■ **Your goal**: Copy the records from the line that contains "contains horse's hoof." through the end of the records, replacing "trail-cam image" with "camera frame" and leaving everything else unchanged.

■ **Information supplied**:
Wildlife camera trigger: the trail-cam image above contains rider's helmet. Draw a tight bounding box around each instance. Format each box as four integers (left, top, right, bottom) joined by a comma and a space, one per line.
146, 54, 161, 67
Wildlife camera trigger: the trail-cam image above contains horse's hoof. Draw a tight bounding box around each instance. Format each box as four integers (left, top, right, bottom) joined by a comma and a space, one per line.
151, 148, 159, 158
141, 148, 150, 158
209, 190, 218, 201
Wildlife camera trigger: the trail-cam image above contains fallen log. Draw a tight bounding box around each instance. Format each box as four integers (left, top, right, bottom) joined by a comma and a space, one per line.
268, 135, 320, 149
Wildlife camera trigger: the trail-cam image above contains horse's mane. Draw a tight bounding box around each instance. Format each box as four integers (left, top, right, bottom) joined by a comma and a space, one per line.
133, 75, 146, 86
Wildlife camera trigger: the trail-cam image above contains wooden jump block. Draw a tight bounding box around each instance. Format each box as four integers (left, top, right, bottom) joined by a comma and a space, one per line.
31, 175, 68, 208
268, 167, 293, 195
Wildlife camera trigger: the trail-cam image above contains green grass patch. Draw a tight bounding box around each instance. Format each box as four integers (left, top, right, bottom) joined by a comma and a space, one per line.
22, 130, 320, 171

■ **Response to the exercise**:
Wildlife camera trigger: the camera frame above contains horse's hoof. Draw a tight bounding box around each instance. Format each box as four integers (left, top, right, bottom) joined by a comma and a space, one per line.
151, 148, 159, 158
141, 148, 150, 158
209, 190, 218, 201
Wildlife camera trigger: the camera frame above contains fallen log. Draw a tight bounding box around each instance. Format each box as four integers (left, top, right, bottom) joined by a comma and a space, one per line.
268, 135, 320, 149
Wildlife camera trigger: the camera frame above contains horse's mane. Draw a tight bounding box around each instance. Format each box as four integers (left, top, right, bottom) joined by a comma and a space, one per line.
133, 75, 146, 86
Wildlife camera trigger: the camera frame above contains wooden jump block. Draw a tight bounding box around each instance. Format each box as four integers (left, top, right, bottom) joined by a comma and a space, one per line.
31, 175, 68, 208
268, 167, 293, 195
Wildlife camera trigger: the camera frame above contains green grass patch. Draw a tight bounding box around each instance. Format each box as four integers (left, top, right, bottom) joined by a comma and a space, one per line.
22, 130, 320, 171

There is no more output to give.